Il fut un temps où la dignité et le sens des responsabilités accompagnaient les fonctions publiques. Mais ça, c’était avant. Avant que les représentants du peuple ne fondent en larmes en direct, le nez morveux et les joues inondées, en geignant sur leur sort.
Du théâtre politique
Hosni Morai, élu du conseil local de Tunis, nous a offert une scène mémorable. Un festival lacrymal où l’on entendait presque les violons jouer en fond sonore. Tout y était : la voix tremblante, les pauses dramatiques, la complainte d’un homme traqué par des « complots », des « conspirateurs anonymes » et des « pages Facebook inféodées ». Un grand moment de théâtre politique, où la victimisation atteint son sommet.
Mais à ce stade, une question s’impose. Si lui, l’élu, s’effondre ainsi, que doit faire le citoyen lambda face aux catastrophes et au chaos provoqués par l’amateurisme de ceux qui gouvernent ? Doit-on s’arracher les cheveux ? Se rouler par terre de désespoir ? Se pendre peut-être, en réaction au spectacle offert ? Car pendant que Morai sanglote sur son sort, le pays, lui, tangue, et ses habitants ne reçoivent ni mouchoirs ni consolation.
Un président qui s’impatiente
Et puis, il ose nous dire que le président Kaïs Saïed ne peut plus patienter. Vraiment ? Celui qui concentre quasiment tous les pouvoirs depuis des années, qui a dissous, écarté, limogé et écrasé toute opposition, serait donc une pauvre victime au même titre que ses administrés ? Il faudrait pleurer avec lui, sans doute, en oubliant que c’est bien ce pouvoir qu’il défend qui a mené la Tunisie dans ce bourbier.
L’hypocrisie du régime atteint ici des sommets. Ce pouvoir qui s’est arrogé tous les leviers de décision, qui a promis la grandeur et livré la ruine, qui a détruit les contre-pouvoirs sous tous les prétextes possibles et s’est retrouvé seul à bord d’un navire à la dérive, ce pouvoir-là vient maintenant nous jouer la carte de la détresse ? Il faudrait pleurer sur le sort d’un président qui, seul maître à bord, s’indigne que le bateau prenne l’eau ? Qui veut-on berner ici ?
======
* [Consignes]
[a] Reproduisez le passage du texte fourni qui commence à « Il fut un temps » et se termine à « sur leur sort. ».
[b] Répondez à ces questions d'après le texte fourni :
(i) De quel conseil Hosni Morai est-il l'élu ?
(ii) Selon le texte, que ne reçoivent pas les habitants pendant que le pays tangue ?
(iii) Quel est le nom du président mentionné ?
======
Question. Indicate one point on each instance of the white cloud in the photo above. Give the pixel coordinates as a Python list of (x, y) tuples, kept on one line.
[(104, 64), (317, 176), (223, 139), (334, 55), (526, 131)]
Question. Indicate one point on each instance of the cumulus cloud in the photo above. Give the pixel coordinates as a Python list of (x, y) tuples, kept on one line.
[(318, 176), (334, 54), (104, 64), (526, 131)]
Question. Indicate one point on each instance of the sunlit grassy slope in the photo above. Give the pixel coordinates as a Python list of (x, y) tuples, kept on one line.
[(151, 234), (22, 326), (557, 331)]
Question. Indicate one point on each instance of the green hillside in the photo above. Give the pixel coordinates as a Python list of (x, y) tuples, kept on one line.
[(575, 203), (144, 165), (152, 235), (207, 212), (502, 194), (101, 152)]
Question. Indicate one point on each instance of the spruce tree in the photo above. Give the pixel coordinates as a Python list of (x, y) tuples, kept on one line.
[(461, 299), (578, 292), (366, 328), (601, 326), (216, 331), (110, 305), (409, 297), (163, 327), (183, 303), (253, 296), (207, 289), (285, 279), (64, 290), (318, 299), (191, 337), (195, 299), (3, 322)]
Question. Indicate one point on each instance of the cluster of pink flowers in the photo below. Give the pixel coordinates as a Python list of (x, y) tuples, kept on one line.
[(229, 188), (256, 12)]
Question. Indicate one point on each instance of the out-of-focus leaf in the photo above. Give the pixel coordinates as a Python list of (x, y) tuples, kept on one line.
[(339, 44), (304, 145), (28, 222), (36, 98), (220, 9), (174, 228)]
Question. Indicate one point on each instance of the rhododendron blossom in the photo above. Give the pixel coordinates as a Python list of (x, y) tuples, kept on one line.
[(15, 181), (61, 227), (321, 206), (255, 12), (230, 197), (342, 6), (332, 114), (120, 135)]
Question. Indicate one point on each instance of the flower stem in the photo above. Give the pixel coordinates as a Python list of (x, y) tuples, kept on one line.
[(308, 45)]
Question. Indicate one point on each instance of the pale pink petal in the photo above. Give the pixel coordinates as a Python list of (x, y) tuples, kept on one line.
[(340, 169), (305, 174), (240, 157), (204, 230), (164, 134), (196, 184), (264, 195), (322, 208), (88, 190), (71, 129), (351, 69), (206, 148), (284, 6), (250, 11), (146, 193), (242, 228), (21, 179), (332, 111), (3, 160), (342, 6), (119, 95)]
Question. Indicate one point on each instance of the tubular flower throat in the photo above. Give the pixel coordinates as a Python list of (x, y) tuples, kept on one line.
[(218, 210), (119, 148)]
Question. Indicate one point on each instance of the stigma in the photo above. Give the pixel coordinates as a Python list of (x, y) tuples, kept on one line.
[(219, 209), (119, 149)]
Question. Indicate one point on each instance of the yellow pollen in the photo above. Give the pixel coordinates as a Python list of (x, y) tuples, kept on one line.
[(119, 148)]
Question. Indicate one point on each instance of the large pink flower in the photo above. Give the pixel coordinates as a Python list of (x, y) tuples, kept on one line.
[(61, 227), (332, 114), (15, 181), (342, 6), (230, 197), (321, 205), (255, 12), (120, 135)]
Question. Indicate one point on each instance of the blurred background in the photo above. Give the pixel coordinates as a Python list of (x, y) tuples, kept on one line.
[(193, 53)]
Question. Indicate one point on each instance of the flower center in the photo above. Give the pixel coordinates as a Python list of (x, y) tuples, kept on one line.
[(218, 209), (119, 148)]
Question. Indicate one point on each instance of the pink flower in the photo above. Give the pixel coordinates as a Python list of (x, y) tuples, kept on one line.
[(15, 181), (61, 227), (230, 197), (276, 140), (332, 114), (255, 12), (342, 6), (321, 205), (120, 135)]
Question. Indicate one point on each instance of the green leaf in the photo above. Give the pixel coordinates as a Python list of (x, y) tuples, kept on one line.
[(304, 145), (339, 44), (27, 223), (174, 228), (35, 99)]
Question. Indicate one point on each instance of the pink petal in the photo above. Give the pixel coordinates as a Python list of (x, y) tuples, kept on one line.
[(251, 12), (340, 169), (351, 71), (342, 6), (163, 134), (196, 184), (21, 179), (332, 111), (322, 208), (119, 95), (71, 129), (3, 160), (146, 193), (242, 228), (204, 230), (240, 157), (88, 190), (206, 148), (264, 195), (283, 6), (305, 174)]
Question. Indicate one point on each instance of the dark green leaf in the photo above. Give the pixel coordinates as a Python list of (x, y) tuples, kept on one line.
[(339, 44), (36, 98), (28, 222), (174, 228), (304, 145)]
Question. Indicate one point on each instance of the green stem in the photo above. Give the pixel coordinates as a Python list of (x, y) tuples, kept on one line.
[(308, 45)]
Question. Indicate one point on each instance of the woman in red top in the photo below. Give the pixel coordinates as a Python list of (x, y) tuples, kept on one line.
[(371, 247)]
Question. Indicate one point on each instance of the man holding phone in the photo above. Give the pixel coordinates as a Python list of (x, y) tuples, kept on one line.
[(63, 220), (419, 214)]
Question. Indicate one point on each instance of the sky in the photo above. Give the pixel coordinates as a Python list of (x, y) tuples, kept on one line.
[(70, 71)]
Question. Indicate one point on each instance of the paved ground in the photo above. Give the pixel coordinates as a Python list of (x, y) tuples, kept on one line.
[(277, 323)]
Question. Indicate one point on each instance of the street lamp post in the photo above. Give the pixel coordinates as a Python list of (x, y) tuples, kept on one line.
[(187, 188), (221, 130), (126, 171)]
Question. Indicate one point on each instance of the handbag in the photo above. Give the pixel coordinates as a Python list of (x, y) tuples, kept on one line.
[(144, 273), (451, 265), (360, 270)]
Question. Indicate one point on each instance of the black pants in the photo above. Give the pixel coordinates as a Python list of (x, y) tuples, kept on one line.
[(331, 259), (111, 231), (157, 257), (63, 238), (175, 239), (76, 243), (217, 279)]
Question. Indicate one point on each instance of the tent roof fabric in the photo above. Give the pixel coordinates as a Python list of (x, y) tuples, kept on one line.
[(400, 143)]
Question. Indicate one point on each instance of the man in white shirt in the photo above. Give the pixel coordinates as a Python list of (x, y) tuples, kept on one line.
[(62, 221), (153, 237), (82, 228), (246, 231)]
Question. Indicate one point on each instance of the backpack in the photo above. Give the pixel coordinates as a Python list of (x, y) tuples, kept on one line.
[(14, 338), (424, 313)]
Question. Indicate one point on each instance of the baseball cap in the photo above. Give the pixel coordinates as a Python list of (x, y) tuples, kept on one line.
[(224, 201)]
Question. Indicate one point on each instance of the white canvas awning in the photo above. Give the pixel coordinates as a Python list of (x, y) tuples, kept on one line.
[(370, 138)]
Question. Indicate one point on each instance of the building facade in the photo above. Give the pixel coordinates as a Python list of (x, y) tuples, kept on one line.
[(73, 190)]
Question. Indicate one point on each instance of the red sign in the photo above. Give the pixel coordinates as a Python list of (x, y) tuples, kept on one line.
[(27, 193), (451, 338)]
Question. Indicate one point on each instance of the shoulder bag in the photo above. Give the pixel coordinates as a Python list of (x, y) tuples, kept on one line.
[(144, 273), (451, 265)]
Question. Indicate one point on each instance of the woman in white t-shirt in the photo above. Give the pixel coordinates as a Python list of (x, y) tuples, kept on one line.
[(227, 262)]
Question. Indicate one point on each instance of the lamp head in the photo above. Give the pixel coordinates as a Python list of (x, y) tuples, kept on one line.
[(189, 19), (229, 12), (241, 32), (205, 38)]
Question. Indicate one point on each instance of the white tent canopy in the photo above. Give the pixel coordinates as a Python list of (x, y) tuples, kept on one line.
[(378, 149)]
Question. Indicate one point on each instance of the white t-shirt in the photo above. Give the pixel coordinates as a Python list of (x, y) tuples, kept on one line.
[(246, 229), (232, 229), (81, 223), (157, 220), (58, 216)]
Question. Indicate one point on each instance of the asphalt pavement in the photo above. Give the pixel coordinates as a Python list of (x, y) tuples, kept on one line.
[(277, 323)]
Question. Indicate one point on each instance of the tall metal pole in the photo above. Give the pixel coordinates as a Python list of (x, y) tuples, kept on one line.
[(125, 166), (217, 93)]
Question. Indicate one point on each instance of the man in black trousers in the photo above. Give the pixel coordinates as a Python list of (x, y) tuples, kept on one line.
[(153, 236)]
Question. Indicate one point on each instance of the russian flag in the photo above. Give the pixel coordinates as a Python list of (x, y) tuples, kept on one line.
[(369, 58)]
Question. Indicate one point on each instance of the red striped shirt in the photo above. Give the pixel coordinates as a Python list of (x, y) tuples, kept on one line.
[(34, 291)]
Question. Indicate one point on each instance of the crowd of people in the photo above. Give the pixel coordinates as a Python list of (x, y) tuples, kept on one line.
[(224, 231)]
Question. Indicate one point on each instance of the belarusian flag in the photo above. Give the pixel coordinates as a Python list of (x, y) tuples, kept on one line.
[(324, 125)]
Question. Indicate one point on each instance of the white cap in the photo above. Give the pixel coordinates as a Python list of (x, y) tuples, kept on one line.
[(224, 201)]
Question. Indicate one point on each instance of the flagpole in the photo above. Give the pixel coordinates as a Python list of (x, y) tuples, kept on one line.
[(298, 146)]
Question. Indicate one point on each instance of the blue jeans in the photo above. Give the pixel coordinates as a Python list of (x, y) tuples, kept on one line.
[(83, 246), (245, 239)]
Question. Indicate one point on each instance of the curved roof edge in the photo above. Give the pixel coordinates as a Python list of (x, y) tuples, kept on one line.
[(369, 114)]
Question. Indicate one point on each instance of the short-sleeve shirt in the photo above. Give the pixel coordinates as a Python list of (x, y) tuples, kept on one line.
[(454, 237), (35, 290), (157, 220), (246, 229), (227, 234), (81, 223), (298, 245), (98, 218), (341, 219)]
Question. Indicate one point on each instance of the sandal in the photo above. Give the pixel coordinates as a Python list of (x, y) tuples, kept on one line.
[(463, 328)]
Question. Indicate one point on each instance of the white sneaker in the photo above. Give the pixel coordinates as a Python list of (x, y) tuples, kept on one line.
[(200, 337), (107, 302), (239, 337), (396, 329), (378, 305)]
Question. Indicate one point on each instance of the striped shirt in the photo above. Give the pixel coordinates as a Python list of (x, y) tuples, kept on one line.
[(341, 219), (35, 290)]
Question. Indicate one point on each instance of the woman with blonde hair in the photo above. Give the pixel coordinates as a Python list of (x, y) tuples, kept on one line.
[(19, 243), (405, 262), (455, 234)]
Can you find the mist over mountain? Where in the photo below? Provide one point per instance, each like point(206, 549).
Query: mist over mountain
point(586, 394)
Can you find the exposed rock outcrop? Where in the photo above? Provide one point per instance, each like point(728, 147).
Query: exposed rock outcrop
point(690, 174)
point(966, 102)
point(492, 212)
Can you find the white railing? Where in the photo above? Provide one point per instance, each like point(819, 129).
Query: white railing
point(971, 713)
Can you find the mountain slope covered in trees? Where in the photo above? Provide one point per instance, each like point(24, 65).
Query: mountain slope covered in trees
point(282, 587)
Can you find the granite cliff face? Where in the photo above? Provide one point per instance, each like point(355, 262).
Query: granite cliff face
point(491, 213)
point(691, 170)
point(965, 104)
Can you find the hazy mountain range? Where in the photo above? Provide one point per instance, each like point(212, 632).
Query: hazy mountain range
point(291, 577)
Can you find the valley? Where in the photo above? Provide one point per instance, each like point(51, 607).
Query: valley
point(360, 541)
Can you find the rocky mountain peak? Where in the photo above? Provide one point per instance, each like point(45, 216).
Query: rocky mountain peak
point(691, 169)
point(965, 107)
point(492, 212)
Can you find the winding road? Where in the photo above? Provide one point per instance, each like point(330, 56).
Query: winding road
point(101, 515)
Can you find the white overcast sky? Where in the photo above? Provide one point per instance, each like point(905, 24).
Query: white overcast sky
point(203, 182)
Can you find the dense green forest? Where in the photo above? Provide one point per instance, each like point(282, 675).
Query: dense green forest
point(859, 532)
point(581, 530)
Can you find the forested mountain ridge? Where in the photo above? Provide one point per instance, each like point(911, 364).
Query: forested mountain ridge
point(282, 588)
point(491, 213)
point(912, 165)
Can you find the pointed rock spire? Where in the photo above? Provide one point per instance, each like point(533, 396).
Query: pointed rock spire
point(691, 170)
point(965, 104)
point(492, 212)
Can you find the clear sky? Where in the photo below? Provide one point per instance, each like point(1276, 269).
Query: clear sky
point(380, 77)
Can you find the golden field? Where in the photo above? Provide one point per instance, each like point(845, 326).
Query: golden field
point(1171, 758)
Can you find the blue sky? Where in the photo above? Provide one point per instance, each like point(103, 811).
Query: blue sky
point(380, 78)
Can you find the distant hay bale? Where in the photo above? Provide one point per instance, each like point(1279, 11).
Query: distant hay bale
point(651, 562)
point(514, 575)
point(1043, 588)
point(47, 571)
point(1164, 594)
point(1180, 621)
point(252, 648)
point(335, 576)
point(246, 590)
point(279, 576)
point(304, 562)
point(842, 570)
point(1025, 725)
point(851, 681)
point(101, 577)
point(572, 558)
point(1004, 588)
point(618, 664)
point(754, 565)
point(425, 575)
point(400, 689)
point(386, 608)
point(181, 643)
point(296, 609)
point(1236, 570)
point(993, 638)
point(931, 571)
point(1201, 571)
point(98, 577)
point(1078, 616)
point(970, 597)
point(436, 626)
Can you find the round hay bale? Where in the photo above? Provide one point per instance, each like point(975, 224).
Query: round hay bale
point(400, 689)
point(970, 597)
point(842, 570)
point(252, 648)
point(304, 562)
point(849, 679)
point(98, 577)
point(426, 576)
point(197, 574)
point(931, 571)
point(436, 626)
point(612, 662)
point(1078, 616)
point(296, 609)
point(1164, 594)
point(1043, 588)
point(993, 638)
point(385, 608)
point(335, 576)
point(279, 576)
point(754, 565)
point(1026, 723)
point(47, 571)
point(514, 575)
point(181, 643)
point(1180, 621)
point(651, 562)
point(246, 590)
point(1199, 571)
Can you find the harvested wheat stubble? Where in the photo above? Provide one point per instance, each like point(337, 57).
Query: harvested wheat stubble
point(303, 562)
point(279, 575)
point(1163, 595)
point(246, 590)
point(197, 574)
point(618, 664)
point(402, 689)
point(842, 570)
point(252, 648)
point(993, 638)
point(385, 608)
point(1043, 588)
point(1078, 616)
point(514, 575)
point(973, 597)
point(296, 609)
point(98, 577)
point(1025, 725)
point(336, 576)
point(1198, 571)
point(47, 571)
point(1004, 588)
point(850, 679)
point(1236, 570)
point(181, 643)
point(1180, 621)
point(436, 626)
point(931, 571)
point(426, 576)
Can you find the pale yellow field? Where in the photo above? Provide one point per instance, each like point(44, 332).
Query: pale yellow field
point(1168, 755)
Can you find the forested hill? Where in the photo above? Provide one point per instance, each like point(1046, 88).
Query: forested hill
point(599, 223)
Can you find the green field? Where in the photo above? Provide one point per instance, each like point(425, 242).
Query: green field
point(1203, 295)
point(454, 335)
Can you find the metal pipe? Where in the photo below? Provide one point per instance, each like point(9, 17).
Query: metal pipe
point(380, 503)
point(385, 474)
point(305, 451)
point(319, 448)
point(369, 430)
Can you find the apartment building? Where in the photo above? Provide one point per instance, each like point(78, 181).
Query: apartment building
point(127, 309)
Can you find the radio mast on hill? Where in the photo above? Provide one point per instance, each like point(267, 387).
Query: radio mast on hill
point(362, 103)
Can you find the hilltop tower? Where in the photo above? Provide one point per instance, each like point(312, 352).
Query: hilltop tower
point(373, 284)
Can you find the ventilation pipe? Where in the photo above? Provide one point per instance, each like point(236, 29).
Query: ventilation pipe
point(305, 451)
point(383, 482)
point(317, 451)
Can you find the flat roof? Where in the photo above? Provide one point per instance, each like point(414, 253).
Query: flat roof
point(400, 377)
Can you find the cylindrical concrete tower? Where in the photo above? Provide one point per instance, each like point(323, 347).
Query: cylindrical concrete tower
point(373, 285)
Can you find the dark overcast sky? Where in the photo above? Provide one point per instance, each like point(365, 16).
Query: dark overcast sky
======
* [Réponses]
[a]
Il fut un temps où la dignité et le sens des responsabilités accompagnaient les fonctions publiques. Mais ça, c’était avant. Avant que les représentants du peuple ne fondent en larmes en direct, le nez morveux et les joues inondées, en geignant sur leur sort.

[b]
(i) Du conseil local de Tunis.
(ii) Ni mouchoirs ni consolation.
(iii) Kaïs Saïed.